- _Fragmento del texto_:
========================================================================

Los
antiguos alquimistas se encerraban en gabinetes herméticos para
llevar a cabo su búsqueda. Iluminados por el rayo gnóstico,
exploraban el martirio de los metales en su camino a la perfección:
el oro. El proceso de la transmutación de los metales (similar a la
travesía del alma en las prácticas de magia astral) implicaba una
transformación, un cambio: la muerte, la putrefacción y la
descomposición del cuerpo / metal, que daría pie a algo nuevo y
puro. Precisamente “Oro” es el título del segundo trabajo de
Atanas Akerstra, donde profundiza en en las raíces de ese
proto-blues que ya planteó en su “Volumen 1” en 2006, pero ahora
desde una perspectiva más primitiva, ascética e intuitiva,
reduciéndolo a su estructura más austera y desnuda. Para ello ha
escogido, entre otras, un puñado de temas de Akauzazte (grupo en el
que milita desde hace décadas) y, como si de un alquimista se
tratase, las ha transformado en sencillas piezas acústicas de gran
pureza, sin adulterar, cristalinas, brillantes, afiladas y duras como
un diamante en bruto, convirtiendo las sinfonías ruidistas tribales
de Akauzazte en estas canciones reducidas a su esqueleto básico de
guitarra española y voz, pero cargadas de emoción e intensidad.

========================================================================

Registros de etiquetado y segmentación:
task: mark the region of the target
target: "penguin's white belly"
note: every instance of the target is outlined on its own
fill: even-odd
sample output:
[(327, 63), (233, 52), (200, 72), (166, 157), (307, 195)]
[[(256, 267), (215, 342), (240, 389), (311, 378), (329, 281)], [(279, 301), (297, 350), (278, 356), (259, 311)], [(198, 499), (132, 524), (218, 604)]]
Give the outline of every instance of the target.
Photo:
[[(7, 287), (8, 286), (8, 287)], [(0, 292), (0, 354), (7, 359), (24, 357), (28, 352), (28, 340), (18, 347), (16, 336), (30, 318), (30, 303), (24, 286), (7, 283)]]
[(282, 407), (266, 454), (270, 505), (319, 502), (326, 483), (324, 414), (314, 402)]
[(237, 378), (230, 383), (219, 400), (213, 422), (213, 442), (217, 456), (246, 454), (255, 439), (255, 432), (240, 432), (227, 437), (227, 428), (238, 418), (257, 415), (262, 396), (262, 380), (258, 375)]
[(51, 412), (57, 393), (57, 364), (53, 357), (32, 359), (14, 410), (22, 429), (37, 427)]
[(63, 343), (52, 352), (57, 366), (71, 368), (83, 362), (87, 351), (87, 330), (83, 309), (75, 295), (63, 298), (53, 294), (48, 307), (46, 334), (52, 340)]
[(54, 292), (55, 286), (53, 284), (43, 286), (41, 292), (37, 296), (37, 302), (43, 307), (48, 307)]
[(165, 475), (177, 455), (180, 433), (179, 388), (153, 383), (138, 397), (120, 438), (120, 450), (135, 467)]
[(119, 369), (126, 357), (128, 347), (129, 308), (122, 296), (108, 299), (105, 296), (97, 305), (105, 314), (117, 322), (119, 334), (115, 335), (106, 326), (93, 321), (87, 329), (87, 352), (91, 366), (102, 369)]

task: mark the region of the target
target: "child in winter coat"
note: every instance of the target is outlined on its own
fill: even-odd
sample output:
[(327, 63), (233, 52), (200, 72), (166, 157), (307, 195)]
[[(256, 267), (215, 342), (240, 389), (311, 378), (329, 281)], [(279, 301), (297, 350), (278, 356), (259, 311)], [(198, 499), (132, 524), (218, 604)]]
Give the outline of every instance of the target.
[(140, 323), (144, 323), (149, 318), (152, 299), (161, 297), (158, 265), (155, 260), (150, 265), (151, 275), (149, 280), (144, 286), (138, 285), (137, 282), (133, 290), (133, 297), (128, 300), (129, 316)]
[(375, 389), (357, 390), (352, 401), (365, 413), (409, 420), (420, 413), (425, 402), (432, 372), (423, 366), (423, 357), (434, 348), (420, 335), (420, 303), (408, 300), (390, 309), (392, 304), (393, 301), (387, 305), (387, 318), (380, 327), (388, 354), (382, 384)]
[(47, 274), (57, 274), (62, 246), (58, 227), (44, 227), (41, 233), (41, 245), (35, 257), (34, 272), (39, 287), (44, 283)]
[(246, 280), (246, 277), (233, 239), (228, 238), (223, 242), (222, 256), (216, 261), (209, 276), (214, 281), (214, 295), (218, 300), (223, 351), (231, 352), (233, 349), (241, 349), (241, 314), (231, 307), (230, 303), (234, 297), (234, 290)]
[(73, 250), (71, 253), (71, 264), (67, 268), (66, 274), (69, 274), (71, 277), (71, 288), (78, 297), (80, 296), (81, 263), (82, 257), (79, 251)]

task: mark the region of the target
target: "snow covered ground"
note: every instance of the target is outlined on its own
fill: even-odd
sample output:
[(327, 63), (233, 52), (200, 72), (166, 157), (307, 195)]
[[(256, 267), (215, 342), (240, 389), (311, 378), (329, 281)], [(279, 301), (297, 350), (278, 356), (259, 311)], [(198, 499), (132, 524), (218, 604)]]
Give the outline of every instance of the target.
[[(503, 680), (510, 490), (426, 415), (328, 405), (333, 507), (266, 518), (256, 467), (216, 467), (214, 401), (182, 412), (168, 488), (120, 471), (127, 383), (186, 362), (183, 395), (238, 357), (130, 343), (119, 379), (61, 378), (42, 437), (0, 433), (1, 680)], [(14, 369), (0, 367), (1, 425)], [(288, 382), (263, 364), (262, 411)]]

========================================================================

- _Detalles del ejercicio_:
Según el fragmento sobre el disco «Oro», ¿a qué esqueleto básico se reducen las canciones? Responde con una sola frase, por favor.

- _Solución desarrollada_:
Las canciones se reducen a un esqueleto básico de guitarra española y voz.